SIKAP INDONESIA: - Tetap Menjalin Mitra Dagang dengan Semua Negara

 

Jakarta-Kementerian Perdagangan  menegaskan bahwa Indonesia akan tetap menjalin hubungan dagang dengan semua negara seperti biasa. Sikap ini disampaikan sebagai respon terhadap peringatan pemerintah China. Kemendag juga masih menghitung dampak kerugian akibat kebijakan tarif resiprokal Amerika Serikat untuk Indonesia.

NERACA

Sebelumnya, China meminta negara-negara mitra dagang agar tidak membuat kesepakatan ekonomi yang merugikan mereka dengan Amerika Serikat (AS). Menurut China, kesepakatan seperti itu tidak akan menyelesaikan persoalan perang tarif antara kedua negara.

Dirjen Perundingan Perdagangan Internasional Kemendag Djatmiko Bris Witjaksono menyatakan bahwa Indonesia tidak akan mengambil tindakan balasan, termasuk dengan AS. "Terkait dengan pemerintah China, saya rasa Indonesia dan China juga sama-sama menjunjung tinggi prinsip-prinsip perdagangan multilateral. Kita saling menghormati hak dan kewajiban masing-masing,” ujarnya  dalam media briefing di Jakarta, pekan ini. 

Meski demikian, Djatmiko belum bisa berspekulasi mengenai kemungkinan kondisi yang akan terjadi ke depan. Ia menekankan bahwa Indonesia akan menjaga kelangsungan perdagangan dengan para mitra sebaik mungkin. “Kalaupun ada isu di lapangan, akan kita selesaikan melalui forum diplomasi dan negosiasi perdagangan,”  tutur dia.

+--

**Yang Diminta:**
(A) Menurut berita tentang sikap dagang Indonesia di atas, siapa yang menyatakan bahwa Indonesia tidak akan mengambil tindakan balasan?
(B) Ketik ulang bagian dari berita tentang sikap dagang Indonesia, mulai dari "Jakarta-Kementerian Perdagangan  menegaskan" dan terus sampai "Serikat untuk Indonesia.".

+--

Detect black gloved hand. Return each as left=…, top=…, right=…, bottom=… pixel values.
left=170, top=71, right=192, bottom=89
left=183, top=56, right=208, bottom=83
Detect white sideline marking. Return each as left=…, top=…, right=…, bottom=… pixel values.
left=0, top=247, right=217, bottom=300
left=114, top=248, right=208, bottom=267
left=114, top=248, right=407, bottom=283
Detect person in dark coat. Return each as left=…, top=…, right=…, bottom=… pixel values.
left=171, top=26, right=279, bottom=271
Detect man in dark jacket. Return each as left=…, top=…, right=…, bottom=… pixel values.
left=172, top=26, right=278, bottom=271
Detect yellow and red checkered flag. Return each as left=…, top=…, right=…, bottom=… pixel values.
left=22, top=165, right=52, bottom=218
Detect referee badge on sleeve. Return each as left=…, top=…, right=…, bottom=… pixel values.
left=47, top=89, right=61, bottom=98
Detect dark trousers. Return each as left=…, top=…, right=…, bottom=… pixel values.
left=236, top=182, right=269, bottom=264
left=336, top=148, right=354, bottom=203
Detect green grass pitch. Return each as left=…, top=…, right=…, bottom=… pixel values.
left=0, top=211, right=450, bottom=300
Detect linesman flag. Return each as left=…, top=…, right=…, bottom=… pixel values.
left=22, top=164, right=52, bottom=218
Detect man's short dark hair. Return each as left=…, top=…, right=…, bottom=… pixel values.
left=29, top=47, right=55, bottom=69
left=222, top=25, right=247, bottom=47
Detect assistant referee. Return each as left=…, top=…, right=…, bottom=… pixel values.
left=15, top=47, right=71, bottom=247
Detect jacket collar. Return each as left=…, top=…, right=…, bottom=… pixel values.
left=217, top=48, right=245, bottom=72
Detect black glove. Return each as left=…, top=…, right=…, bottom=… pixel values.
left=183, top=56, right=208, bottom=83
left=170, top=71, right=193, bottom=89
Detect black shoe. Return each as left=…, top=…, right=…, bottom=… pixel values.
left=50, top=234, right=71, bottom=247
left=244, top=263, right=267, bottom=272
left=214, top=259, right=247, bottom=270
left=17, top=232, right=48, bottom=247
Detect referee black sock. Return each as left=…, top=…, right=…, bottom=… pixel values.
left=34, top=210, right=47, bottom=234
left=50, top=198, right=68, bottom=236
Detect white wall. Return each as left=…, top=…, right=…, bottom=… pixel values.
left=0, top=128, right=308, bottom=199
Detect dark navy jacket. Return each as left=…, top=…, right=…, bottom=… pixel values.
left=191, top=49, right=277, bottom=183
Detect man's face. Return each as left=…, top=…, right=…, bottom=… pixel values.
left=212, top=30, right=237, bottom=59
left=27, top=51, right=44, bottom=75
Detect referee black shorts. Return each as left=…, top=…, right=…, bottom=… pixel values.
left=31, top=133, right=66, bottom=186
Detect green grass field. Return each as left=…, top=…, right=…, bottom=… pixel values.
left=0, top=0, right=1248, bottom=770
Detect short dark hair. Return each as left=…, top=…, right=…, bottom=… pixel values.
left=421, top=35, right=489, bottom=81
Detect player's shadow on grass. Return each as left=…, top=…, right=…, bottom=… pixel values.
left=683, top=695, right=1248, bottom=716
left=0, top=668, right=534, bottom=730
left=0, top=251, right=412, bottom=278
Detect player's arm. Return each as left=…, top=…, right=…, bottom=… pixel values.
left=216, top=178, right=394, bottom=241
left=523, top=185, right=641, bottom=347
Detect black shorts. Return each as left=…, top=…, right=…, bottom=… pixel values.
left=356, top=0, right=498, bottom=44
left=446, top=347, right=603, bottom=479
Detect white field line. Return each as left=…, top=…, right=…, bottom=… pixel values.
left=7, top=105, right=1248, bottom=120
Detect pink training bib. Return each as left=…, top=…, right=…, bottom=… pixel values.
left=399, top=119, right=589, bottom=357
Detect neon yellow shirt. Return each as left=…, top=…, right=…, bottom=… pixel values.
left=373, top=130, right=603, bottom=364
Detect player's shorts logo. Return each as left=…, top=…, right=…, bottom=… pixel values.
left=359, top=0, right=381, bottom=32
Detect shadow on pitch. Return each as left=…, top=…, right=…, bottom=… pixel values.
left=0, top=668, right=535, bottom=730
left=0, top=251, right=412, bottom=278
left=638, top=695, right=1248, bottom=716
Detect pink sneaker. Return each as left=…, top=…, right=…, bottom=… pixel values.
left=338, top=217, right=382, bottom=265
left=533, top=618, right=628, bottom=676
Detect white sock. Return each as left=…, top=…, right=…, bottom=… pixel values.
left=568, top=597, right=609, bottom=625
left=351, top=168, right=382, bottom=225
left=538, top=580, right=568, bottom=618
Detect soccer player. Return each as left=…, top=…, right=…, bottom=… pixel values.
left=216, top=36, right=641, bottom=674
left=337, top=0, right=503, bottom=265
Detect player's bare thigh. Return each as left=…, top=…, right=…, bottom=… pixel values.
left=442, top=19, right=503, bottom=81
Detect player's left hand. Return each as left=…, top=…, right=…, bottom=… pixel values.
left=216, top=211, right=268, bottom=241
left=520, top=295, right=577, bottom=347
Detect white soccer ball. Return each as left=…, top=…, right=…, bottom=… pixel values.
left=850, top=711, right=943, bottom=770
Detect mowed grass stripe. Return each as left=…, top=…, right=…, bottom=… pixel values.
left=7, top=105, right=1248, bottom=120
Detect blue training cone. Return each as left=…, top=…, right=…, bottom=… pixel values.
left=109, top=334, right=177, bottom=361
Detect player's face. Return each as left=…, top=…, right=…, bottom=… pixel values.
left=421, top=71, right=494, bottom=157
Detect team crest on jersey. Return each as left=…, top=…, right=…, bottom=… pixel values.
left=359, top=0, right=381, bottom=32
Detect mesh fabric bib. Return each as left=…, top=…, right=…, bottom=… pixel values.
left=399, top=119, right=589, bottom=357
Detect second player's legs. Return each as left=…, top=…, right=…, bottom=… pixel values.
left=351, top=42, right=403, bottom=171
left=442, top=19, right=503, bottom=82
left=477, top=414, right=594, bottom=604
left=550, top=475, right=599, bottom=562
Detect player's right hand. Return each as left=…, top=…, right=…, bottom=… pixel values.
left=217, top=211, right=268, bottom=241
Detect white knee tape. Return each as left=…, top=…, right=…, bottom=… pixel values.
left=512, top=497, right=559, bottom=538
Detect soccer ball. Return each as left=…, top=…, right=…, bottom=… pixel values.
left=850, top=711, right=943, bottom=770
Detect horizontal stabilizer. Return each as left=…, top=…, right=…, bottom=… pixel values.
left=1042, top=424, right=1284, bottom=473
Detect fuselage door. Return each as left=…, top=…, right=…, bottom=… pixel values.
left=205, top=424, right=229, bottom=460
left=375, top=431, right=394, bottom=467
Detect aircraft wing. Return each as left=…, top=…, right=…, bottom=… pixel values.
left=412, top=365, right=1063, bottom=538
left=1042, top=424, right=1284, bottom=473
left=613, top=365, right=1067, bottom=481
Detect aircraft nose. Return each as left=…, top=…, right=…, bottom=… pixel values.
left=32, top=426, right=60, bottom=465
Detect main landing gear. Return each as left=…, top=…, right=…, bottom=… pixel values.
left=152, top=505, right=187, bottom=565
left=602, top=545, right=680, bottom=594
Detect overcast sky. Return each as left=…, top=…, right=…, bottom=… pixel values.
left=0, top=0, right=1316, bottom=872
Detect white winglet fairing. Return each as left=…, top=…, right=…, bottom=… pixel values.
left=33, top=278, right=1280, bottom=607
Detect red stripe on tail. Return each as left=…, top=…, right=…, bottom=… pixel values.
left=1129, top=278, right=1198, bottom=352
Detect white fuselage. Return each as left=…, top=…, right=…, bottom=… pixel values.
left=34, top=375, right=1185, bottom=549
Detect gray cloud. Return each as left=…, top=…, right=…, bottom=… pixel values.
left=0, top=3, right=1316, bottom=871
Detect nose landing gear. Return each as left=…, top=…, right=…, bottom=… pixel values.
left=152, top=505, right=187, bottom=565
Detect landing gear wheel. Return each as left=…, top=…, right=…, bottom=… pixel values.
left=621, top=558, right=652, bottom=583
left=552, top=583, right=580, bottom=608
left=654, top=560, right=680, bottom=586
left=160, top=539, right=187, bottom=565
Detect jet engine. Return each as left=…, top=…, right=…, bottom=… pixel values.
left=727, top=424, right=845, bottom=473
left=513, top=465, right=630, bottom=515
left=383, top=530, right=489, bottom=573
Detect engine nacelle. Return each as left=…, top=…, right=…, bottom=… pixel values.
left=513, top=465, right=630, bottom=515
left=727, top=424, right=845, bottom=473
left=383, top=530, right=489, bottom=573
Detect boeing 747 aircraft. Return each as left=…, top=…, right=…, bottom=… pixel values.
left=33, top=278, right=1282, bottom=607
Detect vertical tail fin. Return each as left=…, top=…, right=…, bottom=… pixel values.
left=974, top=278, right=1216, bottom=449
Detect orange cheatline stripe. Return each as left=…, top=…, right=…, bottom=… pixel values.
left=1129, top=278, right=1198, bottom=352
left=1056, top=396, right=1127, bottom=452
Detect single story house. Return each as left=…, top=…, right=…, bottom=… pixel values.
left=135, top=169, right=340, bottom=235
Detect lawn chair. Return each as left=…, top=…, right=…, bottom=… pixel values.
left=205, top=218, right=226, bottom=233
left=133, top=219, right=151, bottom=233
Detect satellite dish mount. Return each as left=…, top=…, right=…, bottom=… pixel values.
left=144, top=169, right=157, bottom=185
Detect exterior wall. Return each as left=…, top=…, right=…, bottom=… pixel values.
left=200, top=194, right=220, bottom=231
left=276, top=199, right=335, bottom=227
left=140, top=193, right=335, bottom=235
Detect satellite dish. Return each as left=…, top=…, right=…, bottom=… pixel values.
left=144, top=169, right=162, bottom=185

+--

**Jawaban Tugas:**
(A) Djatmiko Bris Witjaksono, Dirjen Perundingan Perdagangan Internasional Kemendag.

(B)
Jakarta-Kementerian Perdagangan  menegaskan bahwa Indonesia akan tetap menjalin hubungan dagang dengan semua negara seperti biasa. Sikap ini disampaikan sebagai respon terhadap peringatan pemerintah China. Kemendag juga masih menghitung dampak kerugian akibat kebijakan tarif resiprokal Amerika Serikat untuk Indonesia.